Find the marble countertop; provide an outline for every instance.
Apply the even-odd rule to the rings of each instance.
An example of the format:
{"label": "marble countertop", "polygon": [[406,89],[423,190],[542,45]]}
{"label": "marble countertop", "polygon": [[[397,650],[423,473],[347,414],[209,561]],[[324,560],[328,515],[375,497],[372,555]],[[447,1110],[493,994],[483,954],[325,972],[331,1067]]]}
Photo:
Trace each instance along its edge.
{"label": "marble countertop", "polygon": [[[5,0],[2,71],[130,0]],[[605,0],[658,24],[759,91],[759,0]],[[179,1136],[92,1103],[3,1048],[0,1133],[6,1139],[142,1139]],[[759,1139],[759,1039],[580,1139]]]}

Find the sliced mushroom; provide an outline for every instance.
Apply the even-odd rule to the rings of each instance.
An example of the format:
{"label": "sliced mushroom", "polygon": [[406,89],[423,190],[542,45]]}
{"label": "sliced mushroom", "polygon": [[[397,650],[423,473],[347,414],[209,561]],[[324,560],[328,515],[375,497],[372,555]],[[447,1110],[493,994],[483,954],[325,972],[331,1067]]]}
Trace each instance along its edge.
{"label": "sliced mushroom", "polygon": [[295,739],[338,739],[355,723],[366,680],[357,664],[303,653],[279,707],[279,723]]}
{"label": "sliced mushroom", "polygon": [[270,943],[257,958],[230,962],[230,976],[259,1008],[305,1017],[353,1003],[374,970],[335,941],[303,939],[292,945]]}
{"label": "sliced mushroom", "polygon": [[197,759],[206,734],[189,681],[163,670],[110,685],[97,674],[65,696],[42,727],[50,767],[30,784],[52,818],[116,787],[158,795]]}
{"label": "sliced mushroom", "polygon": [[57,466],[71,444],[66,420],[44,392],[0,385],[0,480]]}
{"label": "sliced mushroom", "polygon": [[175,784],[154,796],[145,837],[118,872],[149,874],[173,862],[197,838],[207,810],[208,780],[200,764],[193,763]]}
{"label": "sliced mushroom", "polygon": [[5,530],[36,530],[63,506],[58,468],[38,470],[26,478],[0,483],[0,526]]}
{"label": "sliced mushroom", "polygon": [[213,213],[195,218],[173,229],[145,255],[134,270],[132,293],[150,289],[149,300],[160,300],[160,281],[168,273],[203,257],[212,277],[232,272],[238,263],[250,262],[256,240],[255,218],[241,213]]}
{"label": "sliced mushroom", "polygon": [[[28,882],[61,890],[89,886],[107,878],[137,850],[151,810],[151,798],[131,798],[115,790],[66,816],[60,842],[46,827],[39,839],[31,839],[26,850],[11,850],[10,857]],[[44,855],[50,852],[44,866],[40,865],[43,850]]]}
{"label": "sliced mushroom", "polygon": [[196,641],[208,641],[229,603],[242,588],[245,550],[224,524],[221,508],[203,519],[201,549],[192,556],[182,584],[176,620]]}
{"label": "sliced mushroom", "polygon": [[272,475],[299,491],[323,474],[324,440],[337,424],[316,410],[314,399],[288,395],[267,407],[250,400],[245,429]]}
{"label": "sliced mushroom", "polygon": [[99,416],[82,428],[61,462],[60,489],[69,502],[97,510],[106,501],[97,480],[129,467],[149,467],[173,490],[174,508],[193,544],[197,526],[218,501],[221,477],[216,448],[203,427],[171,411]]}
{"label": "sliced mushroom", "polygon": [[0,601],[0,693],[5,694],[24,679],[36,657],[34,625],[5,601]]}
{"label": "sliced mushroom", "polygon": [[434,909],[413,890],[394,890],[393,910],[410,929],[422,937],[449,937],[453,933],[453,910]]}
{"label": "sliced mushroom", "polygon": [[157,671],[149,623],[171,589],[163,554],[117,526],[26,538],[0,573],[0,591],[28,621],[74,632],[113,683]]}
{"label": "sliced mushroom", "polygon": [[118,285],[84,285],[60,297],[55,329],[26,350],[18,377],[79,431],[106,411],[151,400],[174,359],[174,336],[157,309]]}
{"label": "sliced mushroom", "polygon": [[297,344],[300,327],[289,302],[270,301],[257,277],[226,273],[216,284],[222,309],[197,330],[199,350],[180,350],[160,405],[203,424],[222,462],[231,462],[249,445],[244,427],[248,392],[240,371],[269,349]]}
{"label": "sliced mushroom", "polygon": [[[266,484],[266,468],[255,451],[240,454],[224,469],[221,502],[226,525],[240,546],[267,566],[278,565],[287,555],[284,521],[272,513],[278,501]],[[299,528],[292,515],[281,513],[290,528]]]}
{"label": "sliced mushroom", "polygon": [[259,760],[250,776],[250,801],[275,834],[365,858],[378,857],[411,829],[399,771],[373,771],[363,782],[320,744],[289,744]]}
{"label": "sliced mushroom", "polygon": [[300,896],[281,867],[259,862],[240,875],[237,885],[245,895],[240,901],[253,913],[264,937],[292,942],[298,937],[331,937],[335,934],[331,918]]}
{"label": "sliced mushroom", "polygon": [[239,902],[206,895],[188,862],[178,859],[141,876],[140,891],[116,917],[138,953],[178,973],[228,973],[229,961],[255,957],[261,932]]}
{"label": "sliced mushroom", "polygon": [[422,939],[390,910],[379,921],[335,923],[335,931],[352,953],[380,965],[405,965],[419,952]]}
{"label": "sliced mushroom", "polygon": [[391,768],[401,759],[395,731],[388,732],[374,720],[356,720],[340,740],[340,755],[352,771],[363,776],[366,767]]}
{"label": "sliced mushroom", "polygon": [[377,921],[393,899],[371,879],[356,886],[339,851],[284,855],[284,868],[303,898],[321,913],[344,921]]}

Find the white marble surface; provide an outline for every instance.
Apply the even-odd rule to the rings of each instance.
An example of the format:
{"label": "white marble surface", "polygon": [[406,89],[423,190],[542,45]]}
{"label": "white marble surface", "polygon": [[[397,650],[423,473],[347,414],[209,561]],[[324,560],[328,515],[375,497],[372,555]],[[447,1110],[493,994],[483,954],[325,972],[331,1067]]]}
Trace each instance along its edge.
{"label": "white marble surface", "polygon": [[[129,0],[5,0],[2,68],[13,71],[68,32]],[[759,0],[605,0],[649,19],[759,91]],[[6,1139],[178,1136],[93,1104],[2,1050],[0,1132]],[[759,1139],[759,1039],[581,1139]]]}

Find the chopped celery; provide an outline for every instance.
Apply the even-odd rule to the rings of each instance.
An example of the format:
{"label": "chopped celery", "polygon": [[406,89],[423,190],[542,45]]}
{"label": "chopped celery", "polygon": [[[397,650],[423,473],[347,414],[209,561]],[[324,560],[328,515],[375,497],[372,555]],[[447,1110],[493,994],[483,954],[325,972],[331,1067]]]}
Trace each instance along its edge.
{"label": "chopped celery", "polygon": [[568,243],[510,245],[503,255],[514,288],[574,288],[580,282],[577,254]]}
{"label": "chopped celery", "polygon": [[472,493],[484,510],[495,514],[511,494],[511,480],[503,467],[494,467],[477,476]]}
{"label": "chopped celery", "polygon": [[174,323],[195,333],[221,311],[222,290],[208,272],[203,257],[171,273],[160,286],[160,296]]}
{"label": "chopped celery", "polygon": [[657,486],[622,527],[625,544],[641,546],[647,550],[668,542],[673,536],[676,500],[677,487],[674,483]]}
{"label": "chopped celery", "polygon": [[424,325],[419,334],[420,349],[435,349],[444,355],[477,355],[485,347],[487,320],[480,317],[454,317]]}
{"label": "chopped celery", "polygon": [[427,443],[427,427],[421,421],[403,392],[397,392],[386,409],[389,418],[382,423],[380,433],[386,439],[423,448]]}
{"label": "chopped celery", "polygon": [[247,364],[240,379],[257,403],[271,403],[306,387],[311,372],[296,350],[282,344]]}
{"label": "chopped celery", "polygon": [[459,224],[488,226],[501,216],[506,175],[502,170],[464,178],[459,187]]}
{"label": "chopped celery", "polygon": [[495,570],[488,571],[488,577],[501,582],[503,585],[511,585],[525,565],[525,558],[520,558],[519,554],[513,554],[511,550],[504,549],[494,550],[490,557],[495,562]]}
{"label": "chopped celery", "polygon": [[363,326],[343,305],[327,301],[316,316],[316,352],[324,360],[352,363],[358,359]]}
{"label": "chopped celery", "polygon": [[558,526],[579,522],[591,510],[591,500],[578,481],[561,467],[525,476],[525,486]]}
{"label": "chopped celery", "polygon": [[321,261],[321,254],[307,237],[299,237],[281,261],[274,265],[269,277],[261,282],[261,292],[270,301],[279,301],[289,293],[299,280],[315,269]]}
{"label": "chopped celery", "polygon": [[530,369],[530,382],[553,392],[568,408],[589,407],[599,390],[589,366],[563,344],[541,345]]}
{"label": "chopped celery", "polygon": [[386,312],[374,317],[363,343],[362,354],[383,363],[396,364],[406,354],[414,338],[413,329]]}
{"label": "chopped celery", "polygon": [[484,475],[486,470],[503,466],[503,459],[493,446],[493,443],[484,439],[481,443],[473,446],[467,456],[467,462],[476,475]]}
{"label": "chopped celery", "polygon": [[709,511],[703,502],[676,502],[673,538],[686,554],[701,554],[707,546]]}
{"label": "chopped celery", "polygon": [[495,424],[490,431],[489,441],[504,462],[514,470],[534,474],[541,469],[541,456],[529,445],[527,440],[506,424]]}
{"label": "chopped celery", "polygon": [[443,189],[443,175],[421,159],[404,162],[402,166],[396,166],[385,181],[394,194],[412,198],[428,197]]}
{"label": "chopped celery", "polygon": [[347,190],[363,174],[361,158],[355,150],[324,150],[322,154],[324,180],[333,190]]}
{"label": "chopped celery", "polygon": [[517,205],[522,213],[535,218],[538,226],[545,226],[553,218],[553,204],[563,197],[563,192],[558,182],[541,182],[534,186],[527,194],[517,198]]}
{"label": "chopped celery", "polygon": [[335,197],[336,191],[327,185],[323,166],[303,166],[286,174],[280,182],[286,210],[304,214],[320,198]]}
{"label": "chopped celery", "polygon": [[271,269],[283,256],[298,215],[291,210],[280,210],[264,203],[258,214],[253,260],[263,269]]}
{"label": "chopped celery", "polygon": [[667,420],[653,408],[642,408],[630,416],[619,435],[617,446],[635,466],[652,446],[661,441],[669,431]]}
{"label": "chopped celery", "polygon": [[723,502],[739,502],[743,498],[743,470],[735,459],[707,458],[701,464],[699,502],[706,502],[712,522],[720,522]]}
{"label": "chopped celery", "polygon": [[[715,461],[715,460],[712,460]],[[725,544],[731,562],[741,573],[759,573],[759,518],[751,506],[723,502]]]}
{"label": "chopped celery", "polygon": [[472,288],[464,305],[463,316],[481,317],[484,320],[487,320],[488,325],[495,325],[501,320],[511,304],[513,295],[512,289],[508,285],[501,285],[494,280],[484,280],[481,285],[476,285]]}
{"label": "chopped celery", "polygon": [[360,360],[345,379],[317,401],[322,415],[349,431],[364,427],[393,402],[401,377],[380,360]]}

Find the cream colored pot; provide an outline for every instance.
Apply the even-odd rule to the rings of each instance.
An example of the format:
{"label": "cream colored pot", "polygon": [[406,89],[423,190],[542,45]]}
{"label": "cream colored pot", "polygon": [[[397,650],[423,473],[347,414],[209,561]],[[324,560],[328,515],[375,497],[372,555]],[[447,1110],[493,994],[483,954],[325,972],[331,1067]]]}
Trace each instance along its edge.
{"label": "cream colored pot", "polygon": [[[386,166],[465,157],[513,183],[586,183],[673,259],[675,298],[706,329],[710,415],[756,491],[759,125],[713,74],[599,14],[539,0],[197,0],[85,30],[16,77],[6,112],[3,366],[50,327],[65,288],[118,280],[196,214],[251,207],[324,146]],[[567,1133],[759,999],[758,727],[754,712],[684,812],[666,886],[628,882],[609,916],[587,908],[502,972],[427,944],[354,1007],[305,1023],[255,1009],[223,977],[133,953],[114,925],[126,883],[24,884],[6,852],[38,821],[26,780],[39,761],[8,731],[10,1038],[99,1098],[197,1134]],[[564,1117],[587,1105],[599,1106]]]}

____

:: Task to carry out ::
Begin at the line that has "Find the cream" and stop at the end of the records. Write those lines out again with "instance" replaced by "occurrence" and everything else unchanged.

:: Solution to this task ::
Find the cream colored pot; provide an outline for every occurrence.
Apply the even-odd rule to the rings of each occurrence.
An example of the format:
{"label": "cream colored pot", "polygon": [[406,89],[423,190],[542,45]]}
{"label": "cream colored pot", "polygon": [[[397,650],[423,473],[347,414],[209,561]],[[324,560],[328,515],[375,497],[372,555]],[[447,1110],[493,994],[483,954],[325,972],[331,1067]]]}
Trace each occurrence along its edge.
{"label": "cream colored pot", "polygon": [[[386,166],[465,157],[513,183],[586,183],[673,259],[675,298],[706,329],[710,415],[756,491],[759,125],[713,74],[599,14],[539,0],[197,0],[85,30],[16,77],[6,112],[3,366],[50,327],[65,288],[118,280],[196,214],[251,207],[324,146]],[[567,1133],[759,999],[758,727],[754,712],[684,812],[666,886],[628,882],[609,916],[587,908],[502,972],[427,944],[354,1007],[305,1023],[255,1009],[223,977],[133,953],[114,925],[126,883],[24,884],[6,852],[38,821],[26,780],[39,761],[8,731],[10,1038],[99,1098],[197,1134]],[[564,1117],[587,1105],[599,1106]]]}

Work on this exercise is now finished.